— Work to be completed —
How many lines in the records below contain the string "brick"? Reply with the number alone.
-- Provided data start --
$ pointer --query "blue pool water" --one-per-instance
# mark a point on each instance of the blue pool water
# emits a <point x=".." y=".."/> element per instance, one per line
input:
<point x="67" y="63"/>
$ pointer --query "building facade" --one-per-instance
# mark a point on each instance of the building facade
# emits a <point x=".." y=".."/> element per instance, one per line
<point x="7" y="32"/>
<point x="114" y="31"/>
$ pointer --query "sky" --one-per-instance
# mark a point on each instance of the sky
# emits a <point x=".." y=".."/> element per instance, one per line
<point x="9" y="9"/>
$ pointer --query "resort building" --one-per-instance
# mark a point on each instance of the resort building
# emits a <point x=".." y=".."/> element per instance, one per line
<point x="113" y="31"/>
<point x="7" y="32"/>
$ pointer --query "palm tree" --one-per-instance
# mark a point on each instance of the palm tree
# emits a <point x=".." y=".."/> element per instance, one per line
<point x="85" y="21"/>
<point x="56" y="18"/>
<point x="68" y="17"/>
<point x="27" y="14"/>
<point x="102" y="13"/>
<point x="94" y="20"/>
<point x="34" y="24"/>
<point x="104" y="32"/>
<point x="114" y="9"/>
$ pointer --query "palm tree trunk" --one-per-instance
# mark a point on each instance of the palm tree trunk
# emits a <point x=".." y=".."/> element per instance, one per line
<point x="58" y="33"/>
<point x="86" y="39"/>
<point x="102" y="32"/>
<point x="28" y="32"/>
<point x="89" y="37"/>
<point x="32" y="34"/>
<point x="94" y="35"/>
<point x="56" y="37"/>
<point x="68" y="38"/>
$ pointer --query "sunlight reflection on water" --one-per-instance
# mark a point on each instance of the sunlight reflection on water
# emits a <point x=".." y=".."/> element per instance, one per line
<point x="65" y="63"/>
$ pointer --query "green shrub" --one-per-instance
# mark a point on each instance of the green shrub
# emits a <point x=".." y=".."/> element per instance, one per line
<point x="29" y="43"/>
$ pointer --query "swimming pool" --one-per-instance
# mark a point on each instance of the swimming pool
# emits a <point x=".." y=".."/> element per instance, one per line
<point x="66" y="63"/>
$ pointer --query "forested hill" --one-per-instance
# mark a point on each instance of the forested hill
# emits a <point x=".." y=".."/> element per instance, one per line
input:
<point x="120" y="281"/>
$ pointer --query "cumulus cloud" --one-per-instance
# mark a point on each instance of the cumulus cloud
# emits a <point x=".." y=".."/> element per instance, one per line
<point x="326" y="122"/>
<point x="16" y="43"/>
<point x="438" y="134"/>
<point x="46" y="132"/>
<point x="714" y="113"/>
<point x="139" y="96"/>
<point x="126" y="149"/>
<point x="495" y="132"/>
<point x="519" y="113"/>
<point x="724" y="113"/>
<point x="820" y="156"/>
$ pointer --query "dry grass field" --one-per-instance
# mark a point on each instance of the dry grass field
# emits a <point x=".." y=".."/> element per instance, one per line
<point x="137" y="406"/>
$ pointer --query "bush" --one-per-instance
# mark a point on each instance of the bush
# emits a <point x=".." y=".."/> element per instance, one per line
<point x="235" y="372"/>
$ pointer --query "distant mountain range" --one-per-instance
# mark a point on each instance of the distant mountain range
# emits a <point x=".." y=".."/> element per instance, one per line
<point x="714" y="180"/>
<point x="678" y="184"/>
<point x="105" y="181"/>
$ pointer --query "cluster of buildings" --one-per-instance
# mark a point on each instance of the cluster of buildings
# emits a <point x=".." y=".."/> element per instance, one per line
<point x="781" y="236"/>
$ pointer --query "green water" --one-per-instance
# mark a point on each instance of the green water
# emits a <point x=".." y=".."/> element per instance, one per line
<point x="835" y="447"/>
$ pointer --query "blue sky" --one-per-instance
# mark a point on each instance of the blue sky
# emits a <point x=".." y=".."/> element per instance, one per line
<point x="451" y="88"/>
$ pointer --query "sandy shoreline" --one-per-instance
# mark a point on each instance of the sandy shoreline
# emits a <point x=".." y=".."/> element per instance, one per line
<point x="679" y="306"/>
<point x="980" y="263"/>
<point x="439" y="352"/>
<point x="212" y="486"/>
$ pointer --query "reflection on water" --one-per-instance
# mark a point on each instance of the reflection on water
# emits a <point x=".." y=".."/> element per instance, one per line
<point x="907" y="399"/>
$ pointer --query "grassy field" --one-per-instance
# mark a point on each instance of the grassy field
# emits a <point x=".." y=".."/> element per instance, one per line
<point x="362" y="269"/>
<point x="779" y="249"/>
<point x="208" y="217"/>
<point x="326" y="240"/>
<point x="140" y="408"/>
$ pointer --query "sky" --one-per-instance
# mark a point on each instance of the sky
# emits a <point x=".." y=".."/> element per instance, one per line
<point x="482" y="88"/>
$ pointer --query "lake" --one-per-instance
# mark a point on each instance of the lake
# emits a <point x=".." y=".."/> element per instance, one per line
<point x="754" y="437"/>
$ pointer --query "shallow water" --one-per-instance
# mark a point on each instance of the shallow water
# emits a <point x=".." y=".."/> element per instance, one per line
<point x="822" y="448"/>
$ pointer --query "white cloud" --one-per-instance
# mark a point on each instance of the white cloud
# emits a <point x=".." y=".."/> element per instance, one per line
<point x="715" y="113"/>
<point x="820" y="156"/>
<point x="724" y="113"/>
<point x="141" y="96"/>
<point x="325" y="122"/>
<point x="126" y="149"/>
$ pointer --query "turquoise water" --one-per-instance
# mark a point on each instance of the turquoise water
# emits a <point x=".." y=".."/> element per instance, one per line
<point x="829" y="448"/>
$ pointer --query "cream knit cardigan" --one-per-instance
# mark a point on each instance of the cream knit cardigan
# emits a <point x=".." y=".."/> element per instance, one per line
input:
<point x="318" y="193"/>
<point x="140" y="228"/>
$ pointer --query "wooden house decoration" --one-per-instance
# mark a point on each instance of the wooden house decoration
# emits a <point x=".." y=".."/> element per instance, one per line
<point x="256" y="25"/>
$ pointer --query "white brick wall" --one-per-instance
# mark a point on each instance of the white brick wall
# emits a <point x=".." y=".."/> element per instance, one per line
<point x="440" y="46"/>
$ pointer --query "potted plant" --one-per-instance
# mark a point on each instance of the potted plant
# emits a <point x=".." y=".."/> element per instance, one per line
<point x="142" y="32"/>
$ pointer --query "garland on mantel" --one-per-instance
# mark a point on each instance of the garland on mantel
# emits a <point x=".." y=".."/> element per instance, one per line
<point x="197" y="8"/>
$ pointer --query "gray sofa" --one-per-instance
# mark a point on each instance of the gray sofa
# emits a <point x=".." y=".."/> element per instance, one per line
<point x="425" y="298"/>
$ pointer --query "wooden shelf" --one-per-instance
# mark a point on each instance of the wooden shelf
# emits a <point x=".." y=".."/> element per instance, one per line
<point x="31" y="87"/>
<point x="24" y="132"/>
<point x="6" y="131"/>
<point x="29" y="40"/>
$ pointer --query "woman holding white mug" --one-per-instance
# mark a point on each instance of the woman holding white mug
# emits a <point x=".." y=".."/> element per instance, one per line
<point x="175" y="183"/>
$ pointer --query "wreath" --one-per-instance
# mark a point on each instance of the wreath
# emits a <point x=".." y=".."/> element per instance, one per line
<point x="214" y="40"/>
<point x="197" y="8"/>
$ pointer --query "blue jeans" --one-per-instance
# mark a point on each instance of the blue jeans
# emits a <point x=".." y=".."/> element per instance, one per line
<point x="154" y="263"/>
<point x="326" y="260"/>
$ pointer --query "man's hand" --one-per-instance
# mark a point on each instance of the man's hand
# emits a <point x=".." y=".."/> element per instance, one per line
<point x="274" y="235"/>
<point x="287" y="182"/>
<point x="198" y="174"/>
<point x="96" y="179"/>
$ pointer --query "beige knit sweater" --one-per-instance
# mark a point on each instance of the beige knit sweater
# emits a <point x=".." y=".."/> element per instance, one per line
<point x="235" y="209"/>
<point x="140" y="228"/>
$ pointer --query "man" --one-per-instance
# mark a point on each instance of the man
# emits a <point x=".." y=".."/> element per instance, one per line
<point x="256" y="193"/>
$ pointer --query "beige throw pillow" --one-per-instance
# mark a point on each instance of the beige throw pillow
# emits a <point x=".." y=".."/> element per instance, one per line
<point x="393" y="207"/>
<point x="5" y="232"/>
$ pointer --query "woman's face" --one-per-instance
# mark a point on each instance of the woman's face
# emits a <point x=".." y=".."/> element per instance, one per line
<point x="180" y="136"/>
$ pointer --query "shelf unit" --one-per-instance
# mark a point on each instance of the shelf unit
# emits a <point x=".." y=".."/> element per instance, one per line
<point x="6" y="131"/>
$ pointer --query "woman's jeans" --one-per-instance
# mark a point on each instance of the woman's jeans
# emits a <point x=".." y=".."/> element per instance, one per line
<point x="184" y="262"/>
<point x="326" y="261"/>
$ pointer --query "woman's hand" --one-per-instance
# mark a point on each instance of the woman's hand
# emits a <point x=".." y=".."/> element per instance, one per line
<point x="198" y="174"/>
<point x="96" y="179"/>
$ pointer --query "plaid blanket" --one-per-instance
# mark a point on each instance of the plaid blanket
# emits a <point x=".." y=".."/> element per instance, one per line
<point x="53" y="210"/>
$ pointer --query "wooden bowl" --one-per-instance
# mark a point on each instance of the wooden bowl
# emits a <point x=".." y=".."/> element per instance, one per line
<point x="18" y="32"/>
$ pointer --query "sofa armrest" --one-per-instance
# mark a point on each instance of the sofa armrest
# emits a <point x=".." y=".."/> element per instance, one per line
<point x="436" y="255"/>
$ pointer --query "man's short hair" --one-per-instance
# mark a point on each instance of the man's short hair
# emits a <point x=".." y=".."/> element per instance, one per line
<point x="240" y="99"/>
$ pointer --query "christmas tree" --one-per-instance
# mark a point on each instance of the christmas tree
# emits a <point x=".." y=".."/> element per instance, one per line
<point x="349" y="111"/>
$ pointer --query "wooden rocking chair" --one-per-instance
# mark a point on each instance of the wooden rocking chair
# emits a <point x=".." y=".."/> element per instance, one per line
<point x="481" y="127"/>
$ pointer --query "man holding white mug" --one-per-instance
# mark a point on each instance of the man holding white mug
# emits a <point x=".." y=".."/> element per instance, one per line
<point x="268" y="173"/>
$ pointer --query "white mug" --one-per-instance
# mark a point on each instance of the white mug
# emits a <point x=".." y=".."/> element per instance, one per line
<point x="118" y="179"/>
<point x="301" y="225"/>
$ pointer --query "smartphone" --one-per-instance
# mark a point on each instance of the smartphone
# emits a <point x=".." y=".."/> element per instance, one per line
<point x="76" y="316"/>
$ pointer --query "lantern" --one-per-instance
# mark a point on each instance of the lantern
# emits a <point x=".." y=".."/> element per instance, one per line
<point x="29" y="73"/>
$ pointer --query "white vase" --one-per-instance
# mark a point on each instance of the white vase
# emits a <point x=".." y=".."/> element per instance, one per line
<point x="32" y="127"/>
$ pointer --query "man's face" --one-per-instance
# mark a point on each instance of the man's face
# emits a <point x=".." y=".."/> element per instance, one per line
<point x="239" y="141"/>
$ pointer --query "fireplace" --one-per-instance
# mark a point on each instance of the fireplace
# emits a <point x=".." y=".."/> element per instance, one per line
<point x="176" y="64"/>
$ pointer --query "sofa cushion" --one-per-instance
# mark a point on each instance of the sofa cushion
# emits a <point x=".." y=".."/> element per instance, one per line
-- Provided data end --
— Answer to this task —
2